◆ **FONTE**
----

Fotografia por Wallace Domingues
“Onde as travestis são muito valiosas”
Junto ao funk, ao dancehall, ao pop e à música eletrônica, o projeto das Irmãs de Pau também apresenta o mundo da ballroom brasileira para o grande público. “A gente está muito ligada em como trazer o vogue para o funk”, afirma Vita, dizendo que as balls ocupam um espaço representativo dentro das suas produções, com Isma creditando dois de seus hits “Shambaralai” e "Derretidas”, seu remix com Pabllo Vittar, como faixas enraizadas no vogue.
“Amo muito a ballroom, porque é um lugar onde as travestis são muito valiosas, são muito preciosas. Somos colocadas num lugar de destaque, de poder mesmo”, aponta Vita.
A primeira vez que vi as Irmãs de Pau ao vivo foi em uma ball em Campinas, em 2022, na qual entraram na Casa de Odara - e desde então, a presença dos elementos da ballroom no trabalho da dupla sempre foi algo que me brilhou os olhos. “A gente fica muito feliz de poder contribuir com a música, mesmo que eu não seja aquela femme queen que entra na roda e arrasa”, diz Isma: “Em todos os álbuns, a gente se preocupa em colocar elementos da cultura ballroom”.

Fotografia por Wallace Domingues
E em "Gambiarra Chic, Pt. 2” não é diferente, com destaque para a faixa “Três Espiãs Demais”, com participação de Tasha Kaiala, sua coreógrafa e parte do balé oficial das Irmãs. Mother da House of Dengo, Tasha é um dos feats do novo álbum das Irmãs, trazendo sua experiência no vogue para o disco da dupla.
“Faz muito sentido a gente trabalhar com uma pessoa que é tão dedicada, uma pessoa que é tão a nossa cara, a gente se vê muito na Tasha”, afirma Vita.
Além da presença da ballroom, o disco das Irmãs de Pau é uma polidez da sua pesquisa, trazendo as estéticas da putaria em sua máxima capacidade, por cima de uma ampla variedade de ritmos e sonoridades. Exaltando suas raízes periféricas, o disco olha pra frente, reproduzindo a sua arte em seu potencial sem limites - que cresce a cada lançamento.
“O frescor a gente encontra na pista”

----

◆ **TRECHOS DOS REGISTROS**
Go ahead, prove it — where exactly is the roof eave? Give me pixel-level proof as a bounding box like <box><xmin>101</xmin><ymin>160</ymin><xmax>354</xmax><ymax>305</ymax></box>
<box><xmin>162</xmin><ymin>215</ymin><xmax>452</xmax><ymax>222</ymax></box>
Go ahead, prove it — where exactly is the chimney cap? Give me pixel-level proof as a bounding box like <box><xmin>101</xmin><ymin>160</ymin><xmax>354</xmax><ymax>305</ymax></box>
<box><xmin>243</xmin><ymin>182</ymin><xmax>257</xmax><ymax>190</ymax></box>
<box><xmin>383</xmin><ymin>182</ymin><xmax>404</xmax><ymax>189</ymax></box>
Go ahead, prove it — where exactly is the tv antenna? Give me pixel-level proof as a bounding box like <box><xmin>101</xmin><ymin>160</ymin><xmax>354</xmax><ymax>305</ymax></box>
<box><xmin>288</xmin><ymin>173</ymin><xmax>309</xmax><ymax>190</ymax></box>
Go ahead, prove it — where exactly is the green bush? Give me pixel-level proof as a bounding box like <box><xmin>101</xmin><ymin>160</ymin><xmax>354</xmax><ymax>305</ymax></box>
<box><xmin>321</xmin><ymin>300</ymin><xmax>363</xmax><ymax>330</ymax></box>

----

◆ **TAREFAS**
1) Reescreva de forma mais breve o parágrafo da fonte que começa com “Além da presença da ballroom”, mantendo seus fatos principais.
2) Por favor, continue o texto sobre as Irmãs de Pau a partir do ponto em que ele termina.

◆ **RESPOSTAS POR TAREFA**
1) Além da ballroom, o disco das Irmãs de Pau refina a pesquisa da dupla e leva a estética da putaria ao máximo, sobre uma grande variedade de ritmos e sonoridades. Valoriza as raízes periféricas e olha para a frente, com uma arte sem limites que cresce a cada lançamento.

2)
“Essas são as pessoas que já apoiavam e acreditavam na gente quando tudo era mato”, diz Vita, quando pergunto sobre a importância de trabalhar com produtores do underground, mesmo ao atingir o mainstream. Com a presença de nomes como DJ Dayeh, Brunoso, Cyberkills e FUSO!, o novo álbum das Irmãs de Pau é também uma mostra de que elas não esquecem de suas raízes.
“Não faz sentido a gente hoje, só porque tá maiorzinha, virar cara e só querer andar com grandão e esquecer quem está com a gente desde o começo", afirma Pereira: “Essas pessoas trazem a novidade. O frescor a gente encontra na pista - e muitos bebem dessa fonte”.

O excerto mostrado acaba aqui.